> _Goal A_
In the entries, substitute "curtain" for "window" from the line with "Class, locate every instance of the dog's tongue" to the line with "(1118, 251)", leaving everything else unchanged, and return only those lines.

> _Document_
********************
While there is a mad rush to declare winners and losers of the combine in terms of on-field performance (guilty), we rarely look at it in terms of the overall competition. Teams are always searching for an edge and all facets of football life—scouting, public relations, personnel—are on display for a week in Indianapolis. Here's a broader look at who did well and who did not this week.
The mythos surrounding the combine:
It’s absolutely phenomenal how the NFL manages to come away from the combine with a central storyline it can grind to death over the course of two months almost every year. In 2018, the league was simply gifted one of the most talented quarterback classes since 2004. And this year? A Kyler Murray subplot that has roots buried underneath almost half the teams in the NFL. Don’t you see how the dominoes will fall? Will Kyler go No. 1? If so, where does Josh Rosen land? If he doesn’t, how does Arizona make it up to Rosen after the extended flirtation? Where does Murray go?
Players who didn’t seem to love their current teams, anyway:
If you paid attention, the 2019 combine was essentially a final goodbye for players like Antonio Brown and Landon Collins. Whether it’s an inherent pushback from a 2018 where players seemed to level the playing field, or simply a few cranky general managers willing to admit that they don’t feel like dealing with a thorn in their side, it was a good week for those who want to be somewhere else and are close to getting their wish. Collins is being openly recruited. Brown, meanwhile, gets to hang out with LeBron James and 2 Chainz and criticize Ben Roethlisberger. Everyone wins, and they can burn the bridges behind them.
The former NFL Network draft guru has settled into general manager life well. Despite it seeming, on the surface, to be a pairing of two long-exiled outsiders, Mayock seems to be delivering a sheen of professionalism to the wild Raiders during his first few months. And if nothing else, he is the polar opposite of other opportunist general managers who climb the ladder through cozy media relationships. He won’t even share his draft bible with his daughter.
Cloaked by the insanity surrounding Murray, the Ohio State quarterback performed well enough, and may have steadied himself as the most likely passer to go first, should Murray not go No. 1 to the Cardinals.
There’s always someone who performs so startlingly well at the combine that, no matter how they play for the rest of their lives, their coaches will always be blamed for a lack of success because he wasn’t being used properly. Win or lose, Metcalf can always count on Joe Buck wondering aloud mid-game: You’d think they would find a way to get him in space!
Networks looking for high-octane live programming on a random Wednesday afternoon:
Nothing will top the madness that was Johnny Manziel’s Pro Day, but Murray with a script will be something to keep an eye on. He’ll either have to throw and run at his new weight, or slim back down to a comfortable weight to perform at. Because he did not throw or run at the combine, Murray is leaving himself no margin for error in Norman on March 13. When realizing this, NFL Network thanked the Gods of Manufactured Drama, and cancelled their re-air of A Football Life: Steve Largent.
********************
Entries locating objects in images
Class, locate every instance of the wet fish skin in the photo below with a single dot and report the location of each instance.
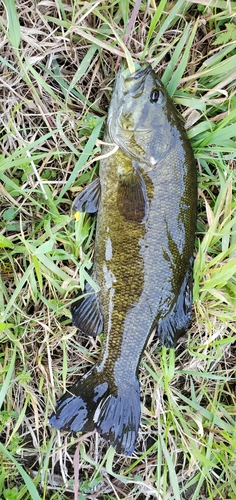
(143, 256)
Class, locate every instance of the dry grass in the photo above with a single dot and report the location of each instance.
(57, 71)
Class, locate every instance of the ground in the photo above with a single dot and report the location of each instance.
(58, 64)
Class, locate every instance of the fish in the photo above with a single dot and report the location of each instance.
(145, 198)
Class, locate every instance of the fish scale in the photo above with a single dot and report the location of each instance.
(146, 204)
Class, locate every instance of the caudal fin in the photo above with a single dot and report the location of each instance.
(95, 403)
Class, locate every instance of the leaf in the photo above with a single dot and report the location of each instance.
(13, 24)
(27, 479)
(229, 35)
(5, 242)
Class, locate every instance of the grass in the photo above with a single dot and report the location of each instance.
(57, 72)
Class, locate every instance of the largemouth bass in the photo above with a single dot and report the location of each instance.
(146, 203)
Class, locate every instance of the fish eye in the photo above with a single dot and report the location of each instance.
(154, 96)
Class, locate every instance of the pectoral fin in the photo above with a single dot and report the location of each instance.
(88, 199)
(131, 197)
(86, 314)
(178, 321)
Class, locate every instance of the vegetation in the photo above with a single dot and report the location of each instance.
(58, 62)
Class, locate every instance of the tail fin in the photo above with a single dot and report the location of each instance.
(94, 403)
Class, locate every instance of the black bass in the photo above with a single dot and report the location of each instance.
(146, 203)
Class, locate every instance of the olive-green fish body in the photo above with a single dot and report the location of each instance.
(143, 255)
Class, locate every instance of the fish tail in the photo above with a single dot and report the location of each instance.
(95, 404)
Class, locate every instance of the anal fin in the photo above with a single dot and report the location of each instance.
(86, 314)
(178, 320)
(88, 199)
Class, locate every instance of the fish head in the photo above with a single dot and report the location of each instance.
(139, 118)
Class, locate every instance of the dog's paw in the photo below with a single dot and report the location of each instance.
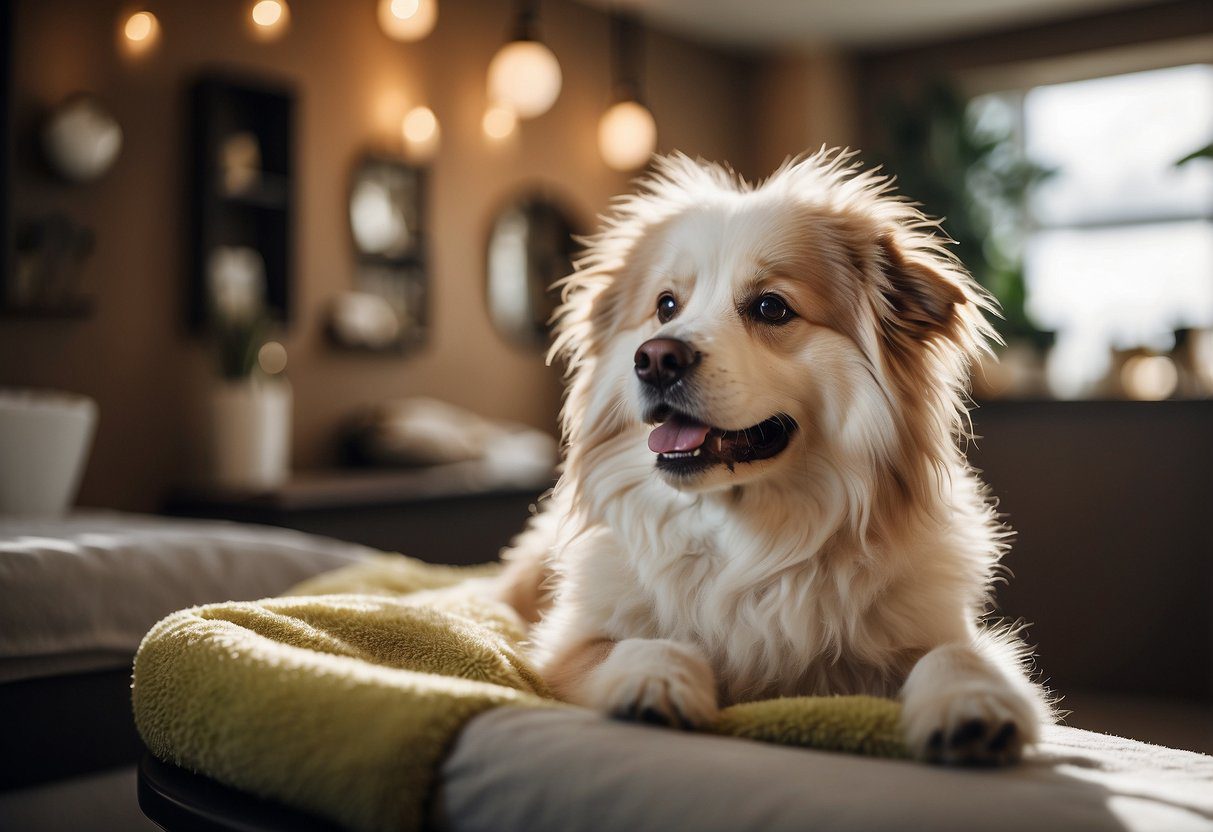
(655, 681)
(975, 724)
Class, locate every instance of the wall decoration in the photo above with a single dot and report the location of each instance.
(241, 187)
(81, 138)
(387, 311)
(530, 246)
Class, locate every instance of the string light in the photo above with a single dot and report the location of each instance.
(499, 121)
(421, 134)
(524, 74)
(627, 136)
(627, 132)
(141, 32)
(408, 20)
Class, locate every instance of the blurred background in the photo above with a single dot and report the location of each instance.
(285, 261)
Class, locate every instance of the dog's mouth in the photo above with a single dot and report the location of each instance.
(684, 445)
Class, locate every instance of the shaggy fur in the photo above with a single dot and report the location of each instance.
(856, 560)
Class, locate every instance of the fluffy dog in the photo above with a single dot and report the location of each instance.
(763, 490)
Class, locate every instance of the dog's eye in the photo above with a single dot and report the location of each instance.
(666, 307)
(770, 309)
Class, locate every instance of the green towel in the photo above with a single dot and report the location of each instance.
(342, 701)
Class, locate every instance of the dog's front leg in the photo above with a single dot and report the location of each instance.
(972, 704)
(654, 681)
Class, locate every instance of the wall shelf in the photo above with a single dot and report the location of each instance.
(241, 130)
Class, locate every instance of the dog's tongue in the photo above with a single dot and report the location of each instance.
(677, 434)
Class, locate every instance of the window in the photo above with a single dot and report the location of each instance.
(1118, 251)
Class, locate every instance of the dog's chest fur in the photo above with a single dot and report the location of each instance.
(775, 615)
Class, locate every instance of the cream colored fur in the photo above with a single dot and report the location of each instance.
(858, 560)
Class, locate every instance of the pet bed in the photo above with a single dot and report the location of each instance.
(386, 696)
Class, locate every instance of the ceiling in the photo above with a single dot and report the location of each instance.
(854, 23)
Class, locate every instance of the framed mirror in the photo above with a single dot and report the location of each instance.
(387, 308)
(530, 246)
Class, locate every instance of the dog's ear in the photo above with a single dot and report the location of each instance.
(921, 292)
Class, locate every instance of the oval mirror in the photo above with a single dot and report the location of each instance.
(530, 246)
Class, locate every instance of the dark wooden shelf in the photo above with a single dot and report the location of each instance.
(69, 309)
(462, 512)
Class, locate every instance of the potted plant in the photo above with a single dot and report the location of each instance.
(969, 171)
(250, 405)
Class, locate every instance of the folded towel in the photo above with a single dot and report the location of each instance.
(343, 701)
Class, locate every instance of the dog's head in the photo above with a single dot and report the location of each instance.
(750, 326)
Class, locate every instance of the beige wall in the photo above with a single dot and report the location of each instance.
(132, 353)
(802, 101)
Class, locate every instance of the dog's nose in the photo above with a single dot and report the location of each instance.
(661, 362)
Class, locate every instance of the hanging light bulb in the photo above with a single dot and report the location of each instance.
(269, 18)
(524, 74)
(421, 134)
(408, 20)
(627, 136)
(627, 132)
(141, 30)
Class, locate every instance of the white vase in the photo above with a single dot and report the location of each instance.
(250, 434)
(44, 444)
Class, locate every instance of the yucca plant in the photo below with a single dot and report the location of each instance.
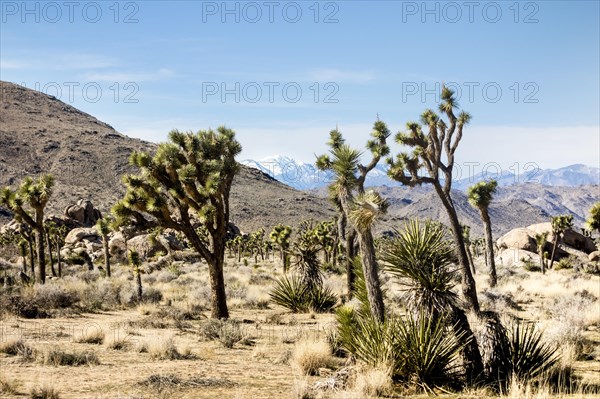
(291, 293)
(425, 353)
(530, 356)
(423, 260)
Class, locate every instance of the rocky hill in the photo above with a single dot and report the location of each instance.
(40, 134)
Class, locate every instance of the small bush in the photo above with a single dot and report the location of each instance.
(227, 332)
(44, 393)
(152, 295)
(530, 357)
(8, 387)
(167, 350)
(118, 344)
(292, 294)
(95, 338)
(17, 348)
(58, 357)
(564, 263)
(309, 356)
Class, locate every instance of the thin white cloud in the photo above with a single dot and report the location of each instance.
(59, 61)
(129, 76)
(338, 75)
(13, 64)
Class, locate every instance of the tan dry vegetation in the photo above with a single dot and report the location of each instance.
(161, 350)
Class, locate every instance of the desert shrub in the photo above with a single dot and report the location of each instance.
(530, 356)
(227, 332)
(8, 387)
(52, 296)
(564, 263)
(418, 349)
(17, 347)
(309, 356)
(44, 392)
(96, 337)
(166, 349)
(373, 382)
(530, 266)
(152, 295)
(118, 344)
(58, 357)
(293, 294)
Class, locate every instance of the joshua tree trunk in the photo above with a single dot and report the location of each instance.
(371, 272)
(138, 282)
(469, 289)
(106, 255)
(49, 243)
(470, 353)
(554, 246)
(218, 298)
(470, 256)
(58, 260)
(489, 245)
(350, 254)
(31, 257)
(41, 253)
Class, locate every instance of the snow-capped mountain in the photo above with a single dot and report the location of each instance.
(305, 176)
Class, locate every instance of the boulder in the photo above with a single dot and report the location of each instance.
(116, 244)
(519, 238)
(83, 212)
(517, 257)
(80, 234)
(571, 237)
(144, 246)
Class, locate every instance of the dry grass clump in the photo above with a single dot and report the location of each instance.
(59, 357)
(119, 343)
(309, 356)
(17, 347)
(8, 387)
(44, 392)
(227, 332)
(95, 337)
(165, 349)
(373, 382)
(171, 382)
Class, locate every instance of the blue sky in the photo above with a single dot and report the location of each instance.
(282, 74)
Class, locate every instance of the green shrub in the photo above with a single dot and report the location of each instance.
(17, 348)
(564, 263)
(58, 357)
(530, 357)
(227, 332)
(293, 294)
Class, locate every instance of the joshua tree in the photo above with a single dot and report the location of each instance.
(135, 263)
(467, 237)
(357, 206)
(428, 152)
(422, 258)
(593, 220)
(186, 184)
(103, 225)
(480, 196)
(34, 194)
(560, 224)
(540, 240)
(280, 236)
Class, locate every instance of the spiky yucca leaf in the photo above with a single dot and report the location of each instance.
(426, 353)
(422, 257)
(366, 208)
(530, 357)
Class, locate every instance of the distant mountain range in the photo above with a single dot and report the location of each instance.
(305, 176)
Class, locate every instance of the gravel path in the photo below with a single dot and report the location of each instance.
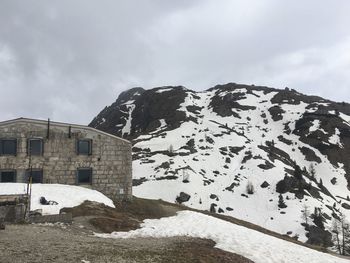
(73, 243)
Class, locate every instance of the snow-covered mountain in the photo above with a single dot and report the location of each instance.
(243, 151)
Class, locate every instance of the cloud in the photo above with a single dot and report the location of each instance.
(67, 60)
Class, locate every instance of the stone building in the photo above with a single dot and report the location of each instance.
(53, 152)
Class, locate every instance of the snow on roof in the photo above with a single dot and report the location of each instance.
(60, 124)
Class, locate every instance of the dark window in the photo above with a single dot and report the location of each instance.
(8, 147)
(8, 176)
(37, 176)
(84, 176)
(84, 147)
(35, 146)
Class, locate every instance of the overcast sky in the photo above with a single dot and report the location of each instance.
(67, 59)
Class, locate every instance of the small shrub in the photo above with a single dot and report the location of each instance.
(250, 188)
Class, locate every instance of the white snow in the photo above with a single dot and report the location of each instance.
(211, 173)
(161, 90)
(249, 243)
(64, 195)
(335, 139)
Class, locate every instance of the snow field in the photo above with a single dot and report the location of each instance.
(249, 243)
(64, 195)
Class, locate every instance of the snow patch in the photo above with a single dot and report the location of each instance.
(237, 239)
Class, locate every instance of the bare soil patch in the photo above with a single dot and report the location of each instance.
(42, 243)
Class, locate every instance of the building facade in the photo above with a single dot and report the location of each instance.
(53, 152)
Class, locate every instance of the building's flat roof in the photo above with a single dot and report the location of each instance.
(61, 124)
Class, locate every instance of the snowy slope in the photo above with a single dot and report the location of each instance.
(212, 144)
(64, 195)
(251, 244)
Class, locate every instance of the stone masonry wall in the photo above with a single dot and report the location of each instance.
(110, 159)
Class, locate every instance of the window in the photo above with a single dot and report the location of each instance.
(8, 147)
(84, 176)
(37, 176)
(8, 176)
(35, 146)
(84, 147)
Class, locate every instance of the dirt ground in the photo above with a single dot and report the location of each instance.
(75, 243)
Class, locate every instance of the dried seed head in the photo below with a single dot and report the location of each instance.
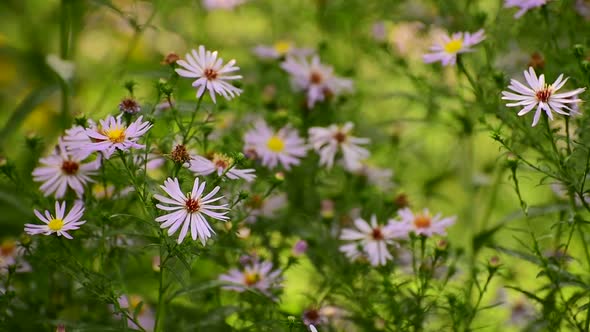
********************
> _Goal B_
According to the article on the NFL combine, which two people does Antonio Brown get to hang out with?

> _Exercise response A_
Class, locate every instance of the dog's tongue in the photo above with a single dot and report the location of each instance.
(677, 434)
Class, locate every instance of the curtain in the photo above with a single dot and report the location of each instance.
(1118, 251)

> _Exercise response B_
LeBron James and 2 Chainz.